_Given text_
+-------+
AMD GPU WU's 'hang'

eskercurve
eskercurve
Joined: 15 Mar 07
Posts: 4
Credit: 81982945
RAC: 0
Topic 216292

I've noticed several work units for my computer's AMD GPU (https://einsteinathome.org/host/11456264) 'hang.'  That is, they progress to anywhere between 95-100% and then just ... stop.  Just today I noticed one work unit with over 24 hrs of computation time but it was at 100% completion (they usually take ~2 hr to complete).  Any ideas on what may be causing this?

Gary Roberts
Gary Roberts
Moderator
Joined: 9 Feb 05
Posts: 5845
Credit: 109967369128
RAC: 30545752

Patrick_130 wrote:I've

Patrick_130 wrote:
I've noticed several work units for my computer's AMD GPU (https://einsteinathome.org/host/11456264) 'hang.'  That is, they progress to anywhere between 95-100% and then just ... stop.  Just today I noticed one work unit with over 24 hrs of computation time but it was at 100% completion (they usually take ~2 hr to complete).  Any ideas on what may be causing this?
+-------+
_What is being asked_
Answer these questions about the forum thread above:
(a) How long do the AMD GPU work units usually take to complete?
(b) What role is listed under the name Gary Roberts?
(c) What join date is shown for eskercurve?

_Data entries_
+-------+
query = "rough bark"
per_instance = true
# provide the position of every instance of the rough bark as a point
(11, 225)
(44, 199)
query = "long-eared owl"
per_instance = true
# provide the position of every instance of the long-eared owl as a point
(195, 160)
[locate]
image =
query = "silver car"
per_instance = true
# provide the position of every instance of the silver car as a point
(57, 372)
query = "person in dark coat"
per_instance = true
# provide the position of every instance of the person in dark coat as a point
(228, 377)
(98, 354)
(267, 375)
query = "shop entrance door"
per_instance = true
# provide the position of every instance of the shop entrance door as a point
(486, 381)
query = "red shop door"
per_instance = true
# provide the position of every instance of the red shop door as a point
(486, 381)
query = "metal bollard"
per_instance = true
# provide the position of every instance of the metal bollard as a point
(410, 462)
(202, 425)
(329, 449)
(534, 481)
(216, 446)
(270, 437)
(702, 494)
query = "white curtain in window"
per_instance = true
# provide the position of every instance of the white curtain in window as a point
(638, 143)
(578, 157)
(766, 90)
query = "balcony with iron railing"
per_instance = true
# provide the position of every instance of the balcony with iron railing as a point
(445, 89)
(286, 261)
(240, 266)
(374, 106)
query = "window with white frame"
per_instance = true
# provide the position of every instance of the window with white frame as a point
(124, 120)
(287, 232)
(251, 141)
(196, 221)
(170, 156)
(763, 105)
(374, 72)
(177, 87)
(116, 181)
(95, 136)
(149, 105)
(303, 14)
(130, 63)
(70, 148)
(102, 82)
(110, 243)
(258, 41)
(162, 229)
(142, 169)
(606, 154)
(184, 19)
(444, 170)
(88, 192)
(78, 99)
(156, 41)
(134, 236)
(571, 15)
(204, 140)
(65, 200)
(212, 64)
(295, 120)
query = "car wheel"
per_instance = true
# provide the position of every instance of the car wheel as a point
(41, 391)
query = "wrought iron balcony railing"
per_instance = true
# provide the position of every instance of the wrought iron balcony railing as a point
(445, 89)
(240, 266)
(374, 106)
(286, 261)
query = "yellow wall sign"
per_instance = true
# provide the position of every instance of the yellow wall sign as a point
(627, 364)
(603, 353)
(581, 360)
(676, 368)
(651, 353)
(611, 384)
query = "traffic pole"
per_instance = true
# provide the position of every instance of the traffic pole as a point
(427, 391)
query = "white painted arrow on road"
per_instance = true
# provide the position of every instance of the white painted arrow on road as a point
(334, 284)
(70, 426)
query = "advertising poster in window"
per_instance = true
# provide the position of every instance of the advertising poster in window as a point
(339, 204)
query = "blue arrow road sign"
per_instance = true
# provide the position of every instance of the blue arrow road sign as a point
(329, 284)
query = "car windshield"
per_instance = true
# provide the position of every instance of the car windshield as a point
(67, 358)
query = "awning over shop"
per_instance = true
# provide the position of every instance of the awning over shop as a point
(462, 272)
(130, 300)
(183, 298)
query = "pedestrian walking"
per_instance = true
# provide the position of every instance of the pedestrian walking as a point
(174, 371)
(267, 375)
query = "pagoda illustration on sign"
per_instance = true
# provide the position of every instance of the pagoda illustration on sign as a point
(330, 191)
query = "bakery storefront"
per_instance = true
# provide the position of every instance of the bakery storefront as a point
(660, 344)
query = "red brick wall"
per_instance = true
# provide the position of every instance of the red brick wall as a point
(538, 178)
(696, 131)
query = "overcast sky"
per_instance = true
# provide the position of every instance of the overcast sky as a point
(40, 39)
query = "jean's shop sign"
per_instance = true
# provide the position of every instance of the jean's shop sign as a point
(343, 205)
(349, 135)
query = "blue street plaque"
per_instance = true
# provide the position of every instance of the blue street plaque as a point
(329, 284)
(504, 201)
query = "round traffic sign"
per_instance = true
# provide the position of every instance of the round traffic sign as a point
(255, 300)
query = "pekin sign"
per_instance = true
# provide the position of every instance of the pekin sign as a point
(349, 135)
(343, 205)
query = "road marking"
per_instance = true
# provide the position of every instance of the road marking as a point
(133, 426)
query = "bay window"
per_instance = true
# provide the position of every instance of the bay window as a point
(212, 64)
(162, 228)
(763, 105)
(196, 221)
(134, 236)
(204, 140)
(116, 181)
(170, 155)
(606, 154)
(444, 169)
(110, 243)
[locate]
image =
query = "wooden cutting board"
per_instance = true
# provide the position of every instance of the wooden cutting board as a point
+-------+
_Result of the task_
(a) About 2 hours.
(b) Moderator.
(c) 15 Mar 07.